__Task brief__.
Please repeat, exactly as written, the line containing "the green grass" and every line after it through the end of the records below.

Point-per-instance localization data
= = = =

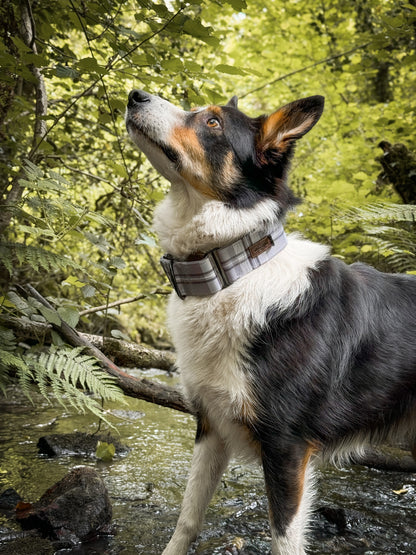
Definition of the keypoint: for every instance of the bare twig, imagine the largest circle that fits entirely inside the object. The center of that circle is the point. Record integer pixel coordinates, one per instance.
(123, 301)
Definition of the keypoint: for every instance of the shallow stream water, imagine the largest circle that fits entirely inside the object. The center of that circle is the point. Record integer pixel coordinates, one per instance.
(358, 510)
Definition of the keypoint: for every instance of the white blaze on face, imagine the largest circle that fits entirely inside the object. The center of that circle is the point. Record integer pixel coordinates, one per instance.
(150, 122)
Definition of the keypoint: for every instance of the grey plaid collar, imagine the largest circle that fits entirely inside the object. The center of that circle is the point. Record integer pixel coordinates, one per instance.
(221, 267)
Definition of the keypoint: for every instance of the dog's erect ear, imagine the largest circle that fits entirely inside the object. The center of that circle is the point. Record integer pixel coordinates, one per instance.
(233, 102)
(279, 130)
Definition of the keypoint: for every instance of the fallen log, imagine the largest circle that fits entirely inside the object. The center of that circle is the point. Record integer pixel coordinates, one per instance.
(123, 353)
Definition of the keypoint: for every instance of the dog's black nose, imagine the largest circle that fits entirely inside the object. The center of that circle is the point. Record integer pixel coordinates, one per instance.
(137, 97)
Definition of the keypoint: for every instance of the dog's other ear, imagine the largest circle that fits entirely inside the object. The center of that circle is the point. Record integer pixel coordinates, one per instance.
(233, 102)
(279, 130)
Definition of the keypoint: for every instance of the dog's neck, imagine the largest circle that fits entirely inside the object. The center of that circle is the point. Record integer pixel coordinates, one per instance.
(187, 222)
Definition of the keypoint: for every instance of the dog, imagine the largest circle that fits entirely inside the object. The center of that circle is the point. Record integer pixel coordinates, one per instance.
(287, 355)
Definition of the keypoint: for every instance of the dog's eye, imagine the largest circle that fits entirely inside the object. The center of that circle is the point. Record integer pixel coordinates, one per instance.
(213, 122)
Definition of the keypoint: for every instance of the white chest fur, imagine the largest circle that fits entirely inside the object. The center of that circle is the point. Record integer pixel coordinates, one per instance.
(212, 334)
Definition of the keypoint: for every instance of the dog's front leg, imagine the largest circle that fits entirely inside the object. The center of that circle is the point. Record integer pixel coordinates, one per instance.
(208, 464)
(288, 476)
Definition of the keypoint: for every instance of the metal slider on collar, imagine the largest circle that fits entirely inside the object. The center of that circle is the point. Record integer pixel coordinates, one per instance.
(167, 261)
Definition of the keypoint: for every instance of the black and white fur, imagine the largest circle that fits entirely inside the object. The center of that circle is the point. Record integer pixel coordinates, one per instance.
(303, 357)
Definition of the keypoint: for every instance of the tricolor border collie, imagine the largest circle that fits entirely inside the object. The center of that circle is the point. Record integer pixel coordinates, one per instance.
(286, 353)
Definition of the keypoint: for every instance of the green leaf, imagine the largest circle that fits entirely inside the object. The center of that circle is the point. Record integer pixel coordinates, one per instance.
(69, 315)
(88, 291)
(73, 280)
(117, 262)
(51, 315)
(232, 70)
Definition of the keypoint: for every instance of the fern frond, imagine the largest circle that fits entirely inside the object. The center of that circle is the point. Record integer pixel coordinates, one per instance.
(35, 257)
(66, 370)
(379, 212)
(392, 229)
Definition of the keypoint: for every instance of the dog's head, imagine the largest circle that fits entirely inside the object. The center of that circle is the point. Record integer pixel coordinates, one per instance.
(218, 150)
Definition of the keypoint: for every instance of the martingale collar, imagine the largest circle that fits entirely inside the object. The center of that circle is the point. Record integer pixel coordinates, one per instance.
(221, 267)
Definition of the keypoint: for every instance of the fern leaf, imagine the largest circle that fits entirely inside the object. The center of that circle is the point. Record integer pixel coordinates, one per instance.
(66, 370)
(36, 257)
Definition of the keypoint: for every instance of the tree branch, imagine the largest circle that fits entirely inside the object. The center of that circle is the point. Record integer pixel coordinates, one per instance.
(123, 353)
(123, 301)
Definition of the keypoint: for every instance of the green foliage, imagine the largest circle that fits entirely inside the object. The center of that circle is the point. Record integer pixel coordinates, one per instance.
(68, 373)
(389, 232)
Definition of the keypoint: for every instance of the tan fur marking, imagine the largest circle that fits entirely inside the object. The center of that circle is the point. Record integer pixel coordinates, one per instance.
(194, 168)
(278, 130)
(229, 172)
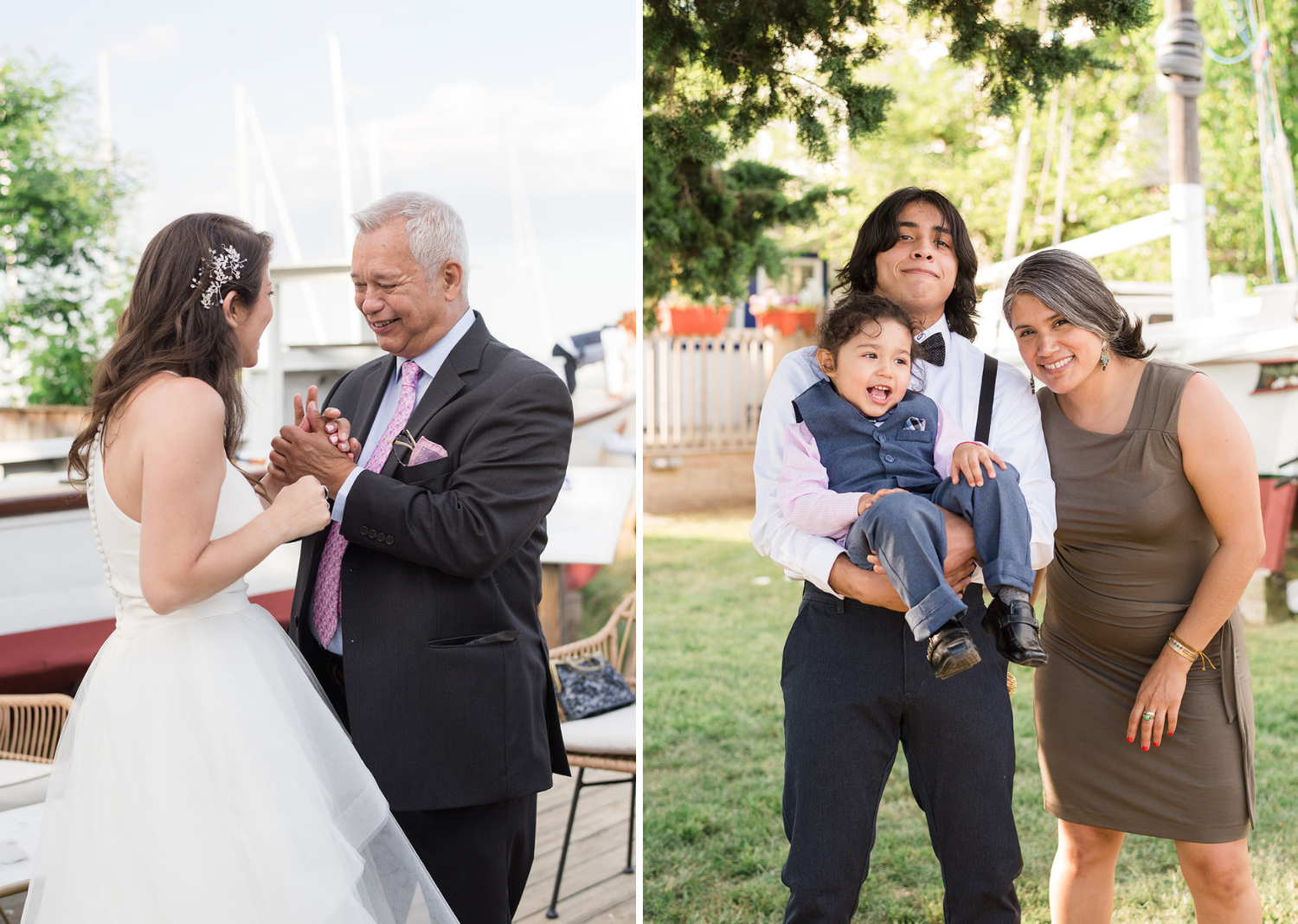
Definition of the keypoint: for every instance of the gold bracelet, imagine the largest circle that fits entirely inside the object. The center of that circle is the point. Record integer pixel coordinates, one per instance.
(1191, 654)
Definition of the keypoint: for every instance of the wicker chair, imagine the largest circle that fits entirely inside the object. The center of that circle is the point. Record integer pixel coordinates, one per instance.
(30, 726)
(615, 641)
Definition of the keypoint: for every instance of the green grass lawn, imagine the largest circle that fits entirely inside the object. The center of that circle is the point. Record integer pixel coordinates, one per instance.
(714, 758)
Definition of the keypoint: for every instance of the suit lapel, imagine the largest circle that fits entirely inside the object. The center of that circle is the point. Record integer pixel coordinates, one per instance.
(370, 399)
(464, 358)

= = = =

__Answer to this task__.
Definition of the keypoint: for every instance of the green grass lawn, imagine the largest circle that fits entirely inside the object. The center of that circle is the point. Record integer pixel coordinates, one per instance.
(714, 758)
Definition of the keypoint: for every instance of the suit lapel, imagine the largest circle that fits entirely inside the object. The center of that circle is the point. Record integer pixel coordinates, one per instance.
(370, 399)
(464, 358)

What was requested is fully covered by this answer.